EXERCISE GOAL: How many lines in the data below contain the word "water"? Matching is case-sensitive; reply with the number alone.
>> Begin
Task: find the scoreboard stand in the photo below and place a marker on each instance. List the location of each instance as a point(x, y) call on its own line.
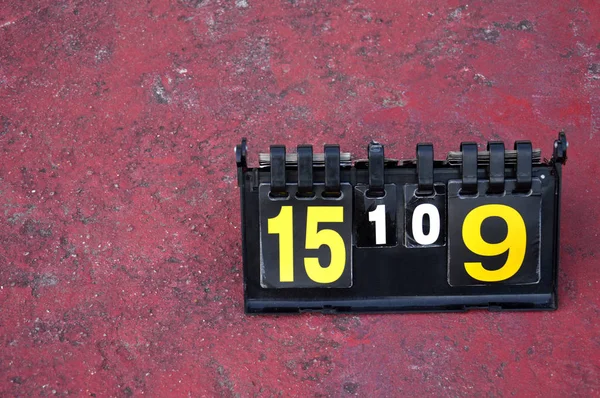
point(479, 230)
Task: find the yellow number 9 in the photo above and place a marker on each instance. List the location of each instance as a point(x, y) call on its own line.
point(515, 242)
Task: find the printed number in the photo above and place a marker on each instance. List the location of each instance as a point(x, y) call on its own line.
point(515, 242)
point(434, 224)
point(282, 225)
point(328, 237)
point(378, 217)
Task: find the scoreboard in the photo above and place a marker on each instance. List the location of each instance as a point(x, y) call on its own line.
point(480, 229)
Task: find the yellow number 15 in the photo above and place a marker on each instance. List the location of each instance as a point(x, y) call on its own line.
point(515, 242)
point(282, 225)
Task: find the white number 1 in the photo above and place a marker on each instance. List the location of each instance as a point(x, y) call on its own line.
point(378, 217)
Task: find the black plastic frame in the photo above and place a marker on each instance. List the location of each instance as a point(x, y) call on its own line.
point(376, 289)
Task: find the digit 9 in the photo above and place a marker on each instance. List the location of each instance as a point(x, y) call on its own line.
point(515, 242)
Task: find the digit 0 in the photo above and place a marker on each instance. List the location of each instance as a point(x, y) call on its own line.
point(434, 224)
point(515, 242)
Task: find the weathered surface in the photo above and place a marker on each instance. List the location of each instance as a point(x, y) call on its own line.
point(120, 259)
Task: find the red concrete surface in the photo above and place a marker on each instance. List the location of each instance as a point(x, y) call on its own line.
point(120, 262)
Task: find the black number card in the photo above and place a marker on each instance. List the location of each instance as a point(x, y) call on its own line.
point(478, 229)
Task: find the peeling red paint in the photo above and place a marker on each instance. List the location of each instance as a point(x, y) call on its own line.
point(120, 268)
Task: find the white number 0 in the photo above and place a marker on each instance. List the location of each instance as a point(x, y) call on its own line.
point(378, 217)
point(434, 224)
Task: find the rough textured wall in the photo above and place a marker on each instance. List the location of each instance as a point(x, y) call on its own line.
point(120, 254)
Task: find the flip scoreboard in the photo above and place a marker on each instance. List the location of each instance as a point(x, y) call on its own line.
point(479, 229)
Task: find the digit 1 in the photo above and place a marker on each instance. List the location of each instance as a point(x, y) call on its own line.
point(378, 217)
point(434, 224)
point(282, 225)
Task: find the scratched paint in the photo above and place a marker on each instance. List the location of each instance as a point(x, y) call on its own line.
point(120, 263)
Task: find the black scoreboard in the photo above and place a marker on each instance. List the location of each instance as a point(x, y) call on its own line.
point(479, 229)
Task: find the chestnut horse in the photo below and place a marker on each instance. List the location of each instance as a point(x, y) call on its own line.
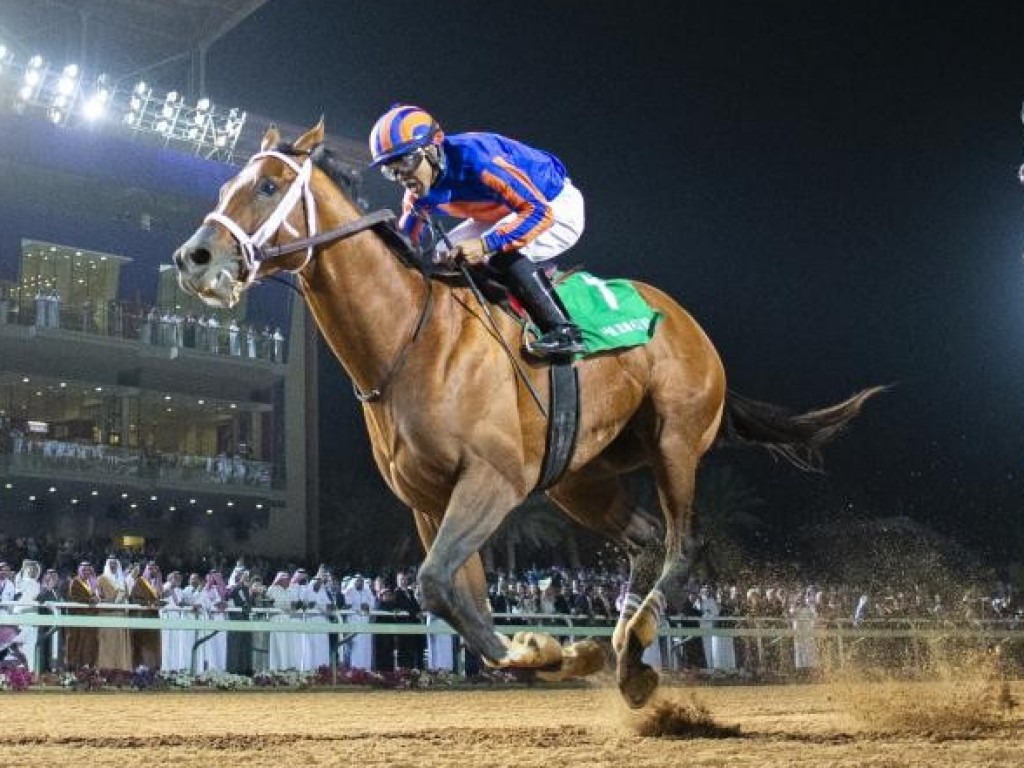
point(455, 430)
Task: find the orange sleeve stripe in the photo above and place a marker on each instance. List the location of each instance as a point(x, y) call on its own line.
point(525, 209)
point(523, 178)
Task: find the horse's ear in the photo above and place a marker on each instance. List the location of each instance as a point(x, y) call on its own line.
point(270, 138)
point(312, 137)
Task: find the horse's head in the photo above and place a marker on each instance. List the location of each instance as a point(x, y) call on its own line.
point(269, 199)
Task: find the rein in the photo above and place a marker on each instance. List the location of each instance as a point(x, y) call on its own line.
point(255, 252)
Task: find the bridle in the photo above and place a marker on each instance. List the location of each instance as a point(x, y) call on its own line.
point(254, 251)
point(252, 246)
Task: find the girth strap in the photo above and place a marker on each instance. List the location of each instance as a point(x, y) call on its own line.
point(563, 423)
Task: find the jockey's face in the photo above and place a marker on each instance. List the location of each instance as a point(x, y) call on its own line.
point(415, 171)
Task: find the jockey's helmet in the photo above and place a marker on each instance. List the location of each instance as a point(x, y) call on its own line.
point(400, 130)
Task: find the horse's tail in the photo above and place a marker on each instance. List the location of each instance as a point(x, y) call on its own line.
point(796, 437)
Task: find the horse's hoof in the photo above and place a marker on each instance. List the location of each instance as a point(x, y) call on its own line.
point(529, 650)
point(579, 659)
point(638, 686)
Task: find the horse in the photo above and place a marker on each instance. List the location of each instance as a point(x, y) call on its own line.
point(453, 411)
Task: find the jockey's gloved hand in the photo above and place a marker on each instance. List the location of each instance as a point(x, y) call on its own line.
point(470, 251)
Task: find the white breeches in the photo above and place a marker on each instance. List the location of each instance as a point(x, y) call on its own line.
point(561, 236)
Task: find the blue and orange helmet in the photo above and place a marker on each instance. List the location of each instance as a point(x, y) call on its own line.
point(400, 130)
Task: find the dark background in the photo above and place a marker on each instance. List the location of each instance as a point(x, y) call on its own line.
point(829, 187)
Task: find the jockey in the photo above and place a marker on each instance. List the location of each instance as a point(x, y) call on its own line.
point(521, 210)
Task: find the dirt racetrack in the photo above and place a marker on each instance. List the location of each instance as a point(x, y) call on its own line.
point(878, 725)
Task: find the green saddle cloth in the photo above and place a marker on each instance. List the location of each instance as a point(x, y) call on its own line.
point(610, 313)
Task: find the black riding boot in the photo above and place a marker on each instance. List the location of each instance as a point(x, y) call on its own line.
point(559, 336)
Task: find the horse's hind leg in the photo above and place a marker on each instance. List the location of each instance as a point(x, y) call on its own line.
point(452, 576)
point(675, 472)
point(599, 502)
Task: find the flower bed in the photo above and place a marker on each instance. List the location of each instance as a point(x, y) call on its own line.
point(17, 678)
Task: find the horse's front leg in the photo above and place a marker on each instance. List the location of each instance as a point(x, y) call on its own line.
point(452, 577)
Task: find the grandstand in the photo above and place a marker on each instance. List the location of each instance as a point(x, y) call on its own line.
point(128, 411)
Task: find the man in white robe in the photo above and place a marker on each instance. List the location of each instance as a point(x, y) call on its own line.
point(299, 641)
point(359, 599)
point(281, 648)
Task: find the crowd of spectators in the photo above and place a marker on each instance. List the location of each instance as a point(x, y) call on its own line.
point(760, 631)
point(41, 453)
point(151, 326)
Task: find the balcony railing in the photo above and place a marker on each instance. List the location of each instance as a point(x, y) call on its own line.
point(147, 326)
point(33, 456)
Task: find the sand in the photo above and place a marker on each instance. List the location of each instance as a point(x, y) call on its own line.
point(885, 725)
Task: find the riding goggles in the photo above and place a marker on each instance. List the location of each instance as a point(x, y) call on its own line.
point(402, 167)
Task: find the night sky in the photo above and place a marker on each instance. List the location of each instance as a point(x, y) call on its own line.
point(829, 187)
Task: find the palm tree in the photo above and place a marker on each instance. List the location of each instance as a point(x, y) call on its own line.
point(724, 504)
point(538, 525)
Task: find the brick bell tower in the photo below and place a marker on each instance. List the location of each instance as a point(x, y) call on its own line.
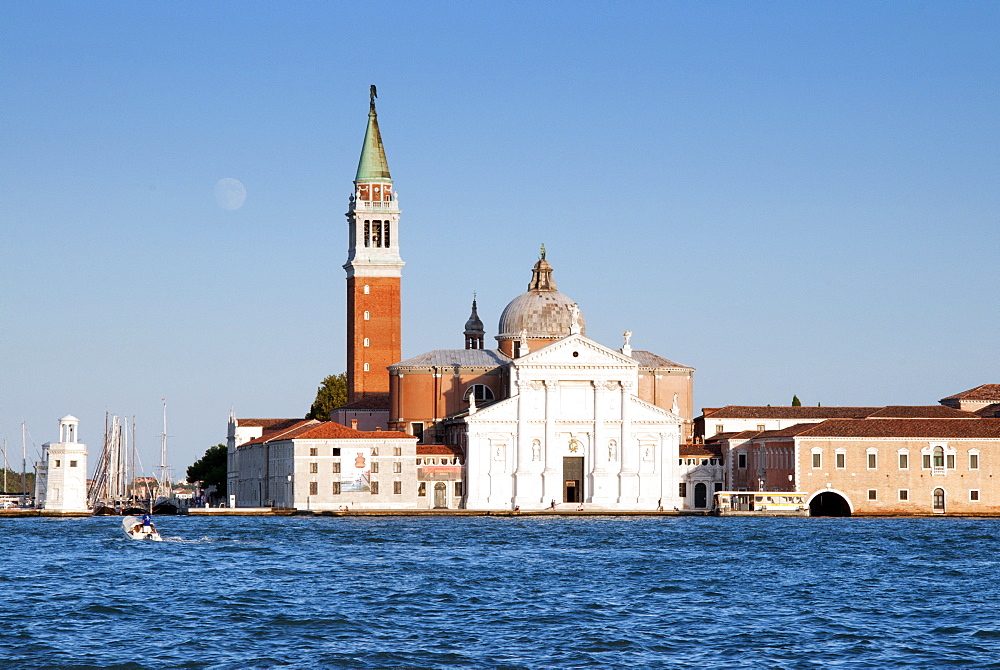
point(373, 270)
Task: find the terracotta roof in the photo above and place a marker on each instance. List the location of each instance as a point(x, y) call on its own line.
point(438, 449)
point(267, 424)
point(329, 430)
point(703, 450)
point(790, 431)
point(783, 412)
point(647, 359)
point(920, 412)
point(911, 428)
point(989, 392)
point(374, 401)
point(473, 358)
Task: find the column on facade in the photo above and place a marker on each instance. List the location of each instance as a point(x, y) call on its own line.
point(522, 474)
point(629, 450)
point(552, 475)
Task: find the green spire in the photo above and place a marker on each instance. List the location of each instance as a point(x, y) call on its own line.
point(373, 166)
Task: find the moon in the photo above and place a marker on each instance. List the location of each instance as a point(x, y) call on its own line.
point(230, 193)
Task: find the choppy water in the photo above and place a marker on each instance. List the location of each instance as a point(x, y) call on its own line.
point(522, 592)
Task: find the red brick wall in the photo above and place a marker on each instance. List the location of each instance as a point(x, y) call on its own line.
point(382, 330)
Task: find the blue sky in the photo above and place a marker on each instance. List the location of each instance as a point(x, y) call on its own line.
point(794, 198)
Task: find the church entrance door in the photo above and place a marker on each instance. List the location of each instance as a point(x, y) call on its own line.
point(573, 479)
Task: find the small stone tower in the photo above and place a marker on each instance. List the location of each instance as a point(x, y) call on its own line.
point(474, 330)
point(65, 465)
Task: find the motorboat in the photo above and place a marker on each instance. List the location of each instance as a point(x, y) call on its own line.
point(132, 526)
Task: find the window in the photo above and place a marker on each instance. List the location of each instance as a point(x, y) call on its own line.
point(938, 500)
point(482, 393)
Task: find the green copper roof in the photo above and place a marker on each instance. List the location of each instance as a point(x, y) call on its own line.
point(373, 166)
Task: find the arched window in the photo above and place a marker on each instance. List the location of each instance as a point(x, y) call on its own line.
point(482, 393)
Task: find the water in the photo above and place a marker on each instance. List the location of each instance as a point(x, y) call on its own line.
point(519, 592)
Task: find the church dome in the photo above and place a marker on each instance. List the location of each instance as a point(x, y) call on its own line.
point(542, 312)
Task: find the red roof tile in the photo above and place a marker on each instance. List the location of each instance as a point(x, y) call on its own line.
point(920, 412)
point(788, 412)
point(989, 392)
point(935, 429)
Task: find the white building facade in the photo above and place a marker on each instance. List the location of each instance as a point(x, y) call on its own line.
point(572, 432)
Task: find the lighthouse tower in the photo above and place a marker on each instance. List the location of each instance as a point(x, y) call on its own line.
point(65, 465)
point(374, 268)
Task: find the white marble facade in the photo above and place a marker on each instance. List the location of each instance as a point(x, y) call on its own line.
point(573, 432)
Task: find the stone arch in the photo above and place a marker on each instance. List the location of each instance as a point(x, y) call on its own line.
point(830, 502)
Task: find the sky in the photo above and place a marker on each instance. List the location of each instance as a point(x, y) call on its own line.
point(793, 198)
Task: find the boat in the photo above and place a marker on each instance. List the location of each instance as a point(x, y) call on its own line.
point(132, 526)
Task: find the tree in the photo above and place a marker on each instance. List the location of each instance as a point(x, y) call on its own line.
point(210, 469)
point(331, 394)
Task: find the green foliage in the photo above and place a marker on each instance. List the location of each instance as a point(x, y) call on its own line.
point(329, 396)
point(14, 484)
point(210, 469)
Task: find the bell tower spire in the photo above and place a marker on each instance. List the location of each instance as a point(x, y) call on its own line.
point(374, 269)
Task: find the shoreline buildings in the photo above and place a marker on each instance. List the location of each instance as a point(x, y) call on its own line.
point(550, 417)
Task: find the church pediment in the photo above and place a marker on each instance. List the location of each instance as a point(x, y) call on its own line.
point(576, 351)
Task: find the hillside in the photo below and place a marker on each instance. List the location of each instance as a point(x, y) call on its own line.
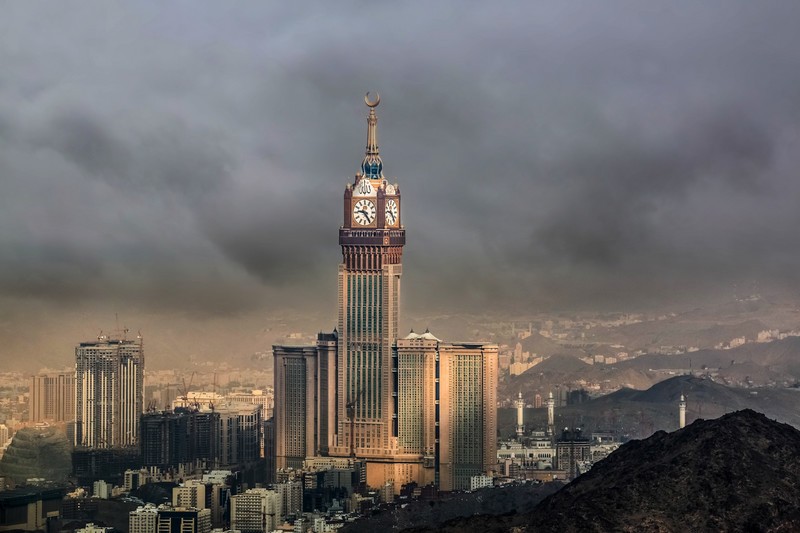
>> End
WRITTEN RESPONSE: 2